Start Data extract

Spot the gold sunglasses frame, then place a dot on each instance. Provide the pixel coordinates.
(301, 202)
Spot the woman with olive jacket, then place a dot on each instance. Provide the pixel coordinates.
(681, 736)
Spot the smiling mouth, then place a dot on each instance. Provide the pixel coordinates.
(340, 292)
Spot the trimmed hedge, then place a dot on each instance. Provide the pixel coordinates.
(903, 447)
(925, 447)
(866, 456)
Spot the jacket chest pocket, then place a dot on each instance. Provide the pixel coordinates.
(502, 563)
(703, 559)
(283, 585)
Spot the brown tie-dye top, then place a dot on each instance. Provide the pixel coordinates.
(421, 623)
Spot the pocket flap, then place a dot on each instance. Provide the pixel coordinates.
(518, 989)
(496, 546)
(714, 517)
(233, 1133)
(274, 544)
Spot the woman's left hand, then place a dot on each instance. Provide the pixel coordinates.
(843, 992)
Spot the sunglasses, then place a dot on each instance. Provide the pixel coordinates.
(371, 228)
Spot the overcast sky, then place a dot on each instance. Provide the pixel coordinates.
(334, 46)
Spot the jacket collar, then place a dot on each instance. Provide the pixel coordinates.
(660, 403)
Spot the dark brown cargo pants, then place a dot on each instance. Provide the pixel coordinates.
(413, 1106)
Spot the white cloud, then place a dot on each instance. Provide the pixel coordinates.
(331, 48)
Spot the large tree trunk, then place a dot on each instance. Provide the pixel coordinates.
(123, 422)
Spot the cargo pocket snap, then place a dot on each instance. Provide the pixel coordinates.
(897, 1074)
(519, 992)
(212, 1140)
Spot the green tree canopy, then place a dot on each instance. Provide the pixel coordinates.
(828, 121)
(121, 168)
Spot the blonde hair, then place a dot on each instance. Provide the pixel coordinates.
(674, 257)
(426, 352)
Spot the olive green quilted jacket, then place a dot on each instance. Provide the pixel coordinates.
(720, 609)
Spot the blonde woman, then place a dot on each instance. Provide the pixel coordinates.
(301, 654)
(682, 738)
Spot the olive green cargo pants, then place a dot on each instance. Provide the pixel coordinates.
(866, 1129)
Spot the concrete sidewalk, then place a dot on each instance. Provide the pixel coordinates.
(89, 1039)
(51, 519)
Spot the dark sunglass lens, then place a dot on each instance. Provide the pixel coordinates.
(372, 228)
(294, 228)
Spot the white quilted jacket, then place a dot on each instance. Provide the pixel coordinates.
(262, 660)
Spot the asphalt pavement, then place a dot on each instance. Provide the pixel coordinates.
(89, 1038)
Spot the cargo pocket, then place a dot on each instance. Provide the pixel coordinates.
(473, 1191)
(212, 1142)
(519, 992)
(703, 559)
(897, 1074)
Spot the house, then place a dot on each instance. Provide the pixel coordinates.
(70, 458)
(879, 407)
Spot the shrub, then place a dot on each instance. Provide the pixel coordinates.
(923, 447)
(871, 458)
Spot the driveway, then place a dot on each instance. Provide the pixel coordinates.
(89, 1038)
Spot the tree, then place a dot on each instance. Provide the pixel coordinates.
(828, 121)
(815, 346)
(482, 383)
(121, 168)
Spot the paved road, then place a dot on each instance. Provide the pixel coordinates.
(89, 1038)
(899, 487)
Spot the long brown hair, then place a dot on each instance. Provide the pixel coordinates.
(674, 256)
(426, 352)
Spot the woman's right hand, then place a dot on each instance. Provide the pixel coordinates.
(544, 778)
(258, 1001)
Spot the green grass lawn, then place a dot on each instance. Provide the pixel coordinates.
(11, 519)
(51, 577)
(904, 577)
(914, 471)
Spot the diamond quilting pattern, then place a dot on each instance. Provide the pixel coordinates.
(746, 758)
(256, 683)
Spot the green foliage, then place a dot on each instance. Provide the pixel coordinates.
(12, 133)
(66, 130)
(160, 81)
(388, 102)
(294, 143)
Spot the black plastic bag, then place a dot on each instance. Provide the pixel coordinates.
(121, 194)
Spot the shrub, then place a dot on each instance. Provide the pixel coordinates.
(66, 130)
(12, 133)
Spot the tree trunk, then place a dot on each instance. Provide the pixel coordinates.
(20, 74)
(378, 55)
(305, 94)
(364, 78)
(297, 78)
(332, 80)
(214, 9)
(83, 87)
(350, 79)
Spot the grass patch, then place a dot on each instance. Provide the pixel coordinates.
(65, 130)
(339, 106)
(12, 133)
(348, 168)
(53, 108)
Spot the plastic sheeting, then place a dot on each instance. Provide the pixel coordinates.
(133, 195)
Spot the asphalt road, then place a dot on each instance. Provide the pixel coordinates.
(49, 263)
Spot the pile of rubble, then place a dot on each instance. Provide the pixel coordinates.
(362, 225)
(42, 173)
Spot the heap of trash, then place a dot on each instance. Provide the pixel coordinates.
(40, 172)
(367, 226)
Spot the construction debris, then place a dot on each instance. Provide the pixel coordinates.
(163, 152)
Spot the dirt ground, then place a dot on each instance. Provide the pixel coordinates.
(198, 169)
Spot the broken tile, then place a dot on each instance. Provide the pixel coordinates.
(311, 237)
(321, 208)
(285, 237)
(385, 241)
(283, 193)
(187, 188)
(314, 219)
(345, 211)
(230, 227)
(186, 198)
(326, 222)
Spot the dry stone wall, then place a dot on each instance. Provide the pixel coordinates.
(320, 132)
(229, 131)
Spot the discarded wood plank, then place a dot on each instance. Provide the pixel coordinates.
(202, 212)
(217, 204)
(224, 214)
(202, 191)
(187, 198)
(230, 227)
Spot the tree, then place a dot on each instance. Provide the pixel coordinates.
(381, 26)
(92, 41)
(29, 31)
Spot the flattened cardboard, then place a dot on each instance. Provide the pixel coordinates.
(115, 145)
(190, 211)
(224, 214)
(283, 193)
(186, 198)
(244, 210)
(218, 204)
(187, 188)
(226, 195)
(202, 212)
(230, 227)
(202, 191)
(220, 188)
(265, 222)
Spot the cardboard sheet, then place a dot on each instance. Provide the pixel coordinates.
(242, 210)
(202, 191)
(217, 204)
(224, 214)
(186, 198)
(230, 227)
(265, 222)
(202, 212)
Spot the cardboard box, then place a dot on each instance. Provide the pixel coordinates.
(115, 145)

End Data extract
Start Data extract

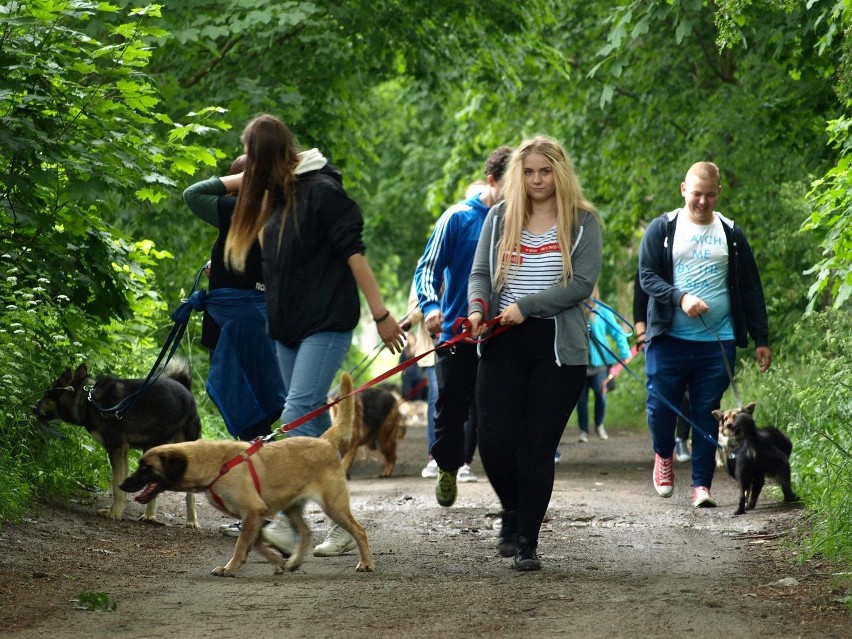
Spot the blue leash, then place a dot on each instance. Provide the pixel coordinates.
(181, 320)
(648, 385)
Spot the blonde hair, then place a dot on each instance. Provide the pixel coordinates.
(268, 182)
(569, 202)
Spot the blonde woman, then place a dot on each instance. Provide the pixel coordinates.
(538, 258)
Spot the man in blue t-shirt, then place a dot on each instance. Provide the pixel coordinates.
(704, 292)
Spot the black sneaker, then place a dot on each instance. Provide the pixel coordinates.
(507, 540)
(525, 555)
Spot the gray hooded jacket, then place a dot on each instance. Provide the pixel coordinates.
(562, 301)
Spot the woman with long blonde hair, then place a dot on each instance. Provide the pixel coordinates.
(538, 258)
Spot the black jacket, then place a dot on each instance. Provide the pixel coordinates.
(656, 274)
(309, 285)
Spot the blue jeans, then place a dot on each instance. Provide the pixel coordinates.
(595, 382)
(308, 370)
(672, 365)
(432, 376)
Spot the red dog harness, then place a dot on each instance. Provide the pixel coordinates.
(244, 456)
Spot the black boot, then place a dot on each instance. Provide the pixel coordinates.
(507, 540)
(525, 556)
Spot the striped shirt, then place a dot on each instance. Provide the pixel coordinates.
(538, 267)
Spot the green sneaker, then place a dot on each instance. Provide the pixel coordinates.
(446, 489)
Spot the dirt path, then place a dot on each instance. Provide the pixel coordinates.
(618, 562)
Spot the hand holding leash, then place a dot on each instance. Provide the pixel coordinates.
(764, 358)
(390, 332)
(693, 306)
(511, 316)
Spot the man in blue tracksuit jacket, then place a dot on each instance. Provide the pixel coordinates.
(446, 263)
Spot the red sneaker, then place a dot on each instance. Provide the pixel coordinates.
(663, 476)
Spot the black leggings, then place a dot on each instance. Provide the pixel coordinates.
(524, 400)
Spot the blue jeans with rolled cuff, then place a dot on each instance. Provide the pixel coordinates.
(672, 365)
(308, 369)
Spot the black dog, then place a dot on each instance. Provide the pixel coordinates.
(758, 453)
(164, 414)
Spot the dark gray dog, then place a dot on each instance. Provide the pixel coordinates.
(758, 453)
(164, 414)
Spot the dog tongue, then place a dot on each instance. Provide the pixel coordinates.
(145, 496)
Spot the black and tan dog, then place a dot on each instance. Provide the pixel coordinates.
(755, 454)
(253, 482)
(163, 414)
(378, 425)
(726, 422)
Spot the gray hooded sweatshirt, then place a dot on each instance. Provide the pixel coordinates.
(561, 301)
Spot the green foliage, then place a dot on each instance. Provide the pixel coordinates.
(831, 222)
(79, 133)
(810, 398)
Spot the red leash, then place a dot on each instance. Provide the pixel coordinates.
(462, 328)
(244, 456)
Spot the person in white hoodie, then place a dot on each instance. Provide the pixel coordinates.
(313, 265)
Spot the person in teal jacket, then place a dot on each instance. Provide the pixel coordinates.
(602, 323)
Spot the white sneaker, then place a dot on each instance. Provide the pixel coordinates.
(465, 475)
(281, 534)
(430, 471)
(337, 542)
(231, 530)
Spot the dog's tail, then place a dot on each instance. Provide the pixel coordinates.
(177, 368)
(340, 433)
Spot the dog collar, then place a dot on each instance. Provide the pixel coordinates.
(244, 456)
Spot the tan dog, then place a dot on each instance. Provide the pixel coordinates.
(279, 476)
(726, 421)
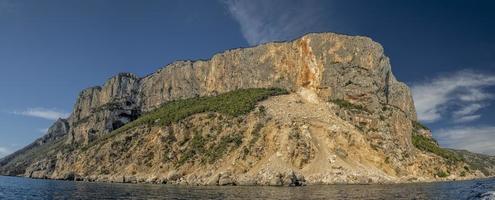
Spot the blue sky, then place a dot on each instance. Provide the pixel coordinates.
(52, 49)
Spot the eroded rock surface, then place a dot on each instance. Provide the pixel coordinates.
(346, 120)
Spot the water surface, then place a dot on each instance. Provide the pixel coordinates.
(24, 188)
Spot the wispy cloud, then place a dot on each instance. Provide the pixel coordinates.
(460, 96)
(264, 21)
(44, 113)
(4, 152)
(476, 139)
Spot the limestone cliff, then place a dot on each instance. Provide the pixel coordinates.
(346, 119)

End Data extract
Start Data extract

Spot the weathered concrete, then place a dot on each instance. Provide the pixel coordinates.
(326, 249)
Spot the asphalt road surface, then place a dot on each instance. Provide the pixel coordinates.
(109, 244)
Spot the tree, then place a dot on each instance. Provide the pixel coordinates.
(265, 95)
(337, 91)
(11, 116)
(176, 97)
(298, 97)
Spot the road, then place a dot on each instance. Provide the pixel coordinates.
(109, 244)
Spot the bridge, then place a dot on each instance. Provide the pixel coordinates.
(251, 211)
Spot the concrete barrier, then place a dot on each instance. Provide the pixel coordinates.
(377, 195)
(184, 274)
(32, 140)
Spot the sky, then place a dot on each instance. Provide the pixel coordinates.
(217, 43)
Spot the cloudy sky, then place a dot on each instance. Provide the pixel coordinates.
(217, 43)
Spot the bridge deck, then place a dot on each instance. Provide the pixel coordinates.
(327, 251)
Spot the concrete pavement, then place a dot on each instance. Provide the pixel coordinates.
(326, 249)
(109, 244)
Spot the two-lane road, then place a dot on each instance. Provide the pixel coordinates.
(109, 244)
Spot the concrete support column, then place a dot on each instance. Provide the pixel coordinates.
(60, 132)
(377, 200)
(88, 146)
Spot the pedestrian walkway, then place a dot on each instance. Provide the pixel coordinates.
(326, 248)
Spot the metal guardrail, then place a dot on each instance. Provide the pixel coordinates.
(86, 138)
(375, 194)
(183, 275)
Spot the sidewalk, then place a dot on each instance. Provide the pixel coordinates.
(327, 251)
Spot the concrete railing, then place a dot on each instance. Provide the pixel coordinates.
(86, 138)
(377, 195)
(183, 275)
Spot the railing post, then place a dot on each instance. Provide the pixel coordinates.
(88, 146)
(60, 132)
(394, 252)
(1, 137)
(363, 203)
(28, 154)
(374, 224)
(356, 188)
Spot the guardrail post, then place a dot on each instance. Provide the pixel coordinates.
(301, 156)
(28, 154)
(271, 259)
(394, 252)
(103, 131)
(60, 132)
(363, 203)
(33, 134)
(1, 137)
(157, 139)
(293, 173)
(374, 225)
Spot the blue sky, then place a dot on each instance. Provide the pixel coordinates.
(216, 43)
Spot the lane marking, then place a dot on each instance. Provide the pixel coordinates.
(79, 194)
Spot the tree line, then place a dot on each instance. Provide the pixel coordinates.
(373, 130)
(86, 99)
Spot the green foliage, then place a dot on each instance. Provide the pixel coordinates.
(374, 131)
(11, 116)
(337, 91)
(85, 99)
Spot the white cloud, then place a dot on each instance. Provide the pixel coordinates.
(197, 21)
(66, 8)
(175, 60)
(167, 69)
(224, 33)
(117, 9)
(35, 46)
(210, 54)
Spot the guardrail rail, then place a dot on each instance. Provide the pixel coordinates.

End Data extract

## Aim of the task
Select every line of the data above that contains the word "plastic", and copy each one out.

## In response
Spot the black plastic bag, then place a dot on each instance. Provide the pixel coordinates.
Spot the plastic sheeting, then place a dot on each instance. Provide the pixel coordinates.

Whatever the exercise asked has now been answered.